Point placement records:

- - - - - - -

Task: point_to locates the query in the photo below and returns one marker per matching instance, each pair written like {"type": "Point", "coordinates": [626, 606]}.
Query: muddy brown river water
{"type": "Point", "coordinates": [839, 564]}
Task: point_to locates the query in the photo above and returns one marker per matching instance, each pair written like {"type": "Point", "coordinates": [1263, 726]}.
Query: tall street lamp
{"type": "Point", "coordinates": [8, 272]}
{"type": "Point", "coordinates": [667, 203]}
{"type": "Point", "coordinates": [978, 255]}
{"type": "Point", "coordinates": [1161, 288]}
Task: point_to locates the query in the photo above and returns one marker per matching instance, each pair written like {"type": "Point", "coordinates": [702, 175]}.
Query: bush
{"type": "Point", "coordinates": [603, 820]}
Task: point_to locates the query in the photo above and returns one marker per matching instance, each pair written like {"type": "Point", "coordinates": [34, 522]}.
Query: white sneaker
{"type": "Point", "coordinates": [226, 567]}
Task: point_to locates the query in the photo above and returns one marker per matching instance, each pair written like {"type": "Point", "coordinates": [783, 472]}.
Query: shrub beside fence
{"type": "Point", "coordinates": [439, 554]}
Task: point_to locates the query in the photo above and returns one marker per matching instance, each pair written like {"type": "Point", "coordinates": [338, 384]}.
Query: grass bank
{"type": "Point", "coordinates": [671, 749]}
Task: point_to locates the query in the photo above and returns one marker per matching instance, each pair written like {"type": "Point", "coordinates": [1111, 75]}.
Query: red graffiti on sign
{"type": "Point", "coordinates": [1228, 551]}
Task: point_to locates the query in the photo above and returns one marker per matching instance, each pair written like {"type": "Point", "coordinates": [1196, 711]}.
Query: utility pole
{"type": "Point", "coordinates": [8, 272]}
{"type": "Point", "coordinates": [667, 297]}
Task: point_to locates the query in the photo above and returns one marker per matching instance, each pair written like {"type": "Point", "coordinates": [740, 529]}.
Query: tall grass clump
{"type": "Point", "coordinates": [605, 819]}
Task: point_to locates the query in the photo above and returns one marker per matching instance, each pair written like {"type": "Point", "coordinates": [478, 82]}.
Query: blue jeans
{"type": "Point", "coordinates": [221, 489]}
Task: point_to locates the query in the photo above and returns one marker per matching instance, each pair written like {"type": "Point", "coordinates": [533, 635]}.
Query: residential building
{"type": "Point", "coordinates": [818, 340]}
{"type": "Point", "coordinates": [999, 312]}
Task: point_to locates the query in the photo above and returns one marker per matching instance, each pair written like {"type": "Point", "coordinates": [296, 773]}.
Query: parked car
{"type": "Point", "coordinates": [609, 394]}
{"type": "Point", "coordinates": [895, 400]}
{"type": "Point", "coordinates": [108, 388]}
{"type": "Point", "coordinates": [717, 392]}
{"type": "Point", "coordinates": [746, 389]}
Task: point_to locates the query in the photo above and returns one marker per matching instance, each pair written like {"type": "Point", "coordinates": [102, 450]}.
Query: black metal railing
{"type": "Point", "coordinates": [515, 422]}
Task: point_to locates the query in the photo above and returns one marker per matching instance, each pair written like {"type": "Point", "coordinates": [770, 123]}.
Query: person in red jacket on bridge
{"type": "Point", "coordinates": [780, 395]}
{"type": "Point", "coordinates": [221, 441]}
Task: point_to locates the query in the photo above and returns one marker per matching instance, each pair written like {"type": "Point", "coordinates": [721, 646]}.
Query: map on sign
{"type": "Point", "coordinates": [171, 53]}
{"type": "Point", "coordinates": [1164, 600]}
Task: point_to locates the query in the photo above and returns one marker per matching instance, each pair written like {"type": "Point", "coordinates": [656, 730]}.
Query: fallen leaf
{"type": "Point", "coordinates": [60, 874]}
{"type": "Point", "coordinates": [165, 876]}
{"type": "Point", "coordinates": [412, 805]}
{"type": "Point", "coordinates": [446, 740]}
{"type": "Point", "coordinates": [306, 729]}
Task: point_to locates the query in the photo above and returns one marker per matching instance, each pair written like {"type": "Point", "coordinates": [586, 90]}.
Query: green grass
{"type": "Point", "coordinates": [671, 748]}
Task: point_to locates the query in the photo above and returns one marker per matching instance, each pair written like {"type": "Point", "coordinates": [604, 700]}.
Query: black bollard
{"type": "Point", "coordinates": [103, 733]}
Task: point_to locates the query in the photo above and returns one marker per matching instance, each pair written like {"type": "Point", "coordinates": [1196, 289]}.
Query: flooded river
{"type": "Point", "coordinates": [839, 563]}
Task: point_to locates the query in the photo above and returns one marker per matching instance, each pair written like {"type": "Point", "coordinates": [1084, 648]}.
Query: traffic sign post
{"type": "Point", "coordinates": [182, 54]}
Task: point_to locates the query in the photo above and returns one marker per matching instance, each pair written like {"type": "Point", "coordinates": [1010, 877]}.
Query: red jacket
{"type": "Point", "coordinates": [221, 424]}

- - - - - - -

● **Work instructions**:
Pull out every line of the material that contains the word "black", copying each one in full.

● **Output for this exercise**:
Query: black metal railing
Query: black bollard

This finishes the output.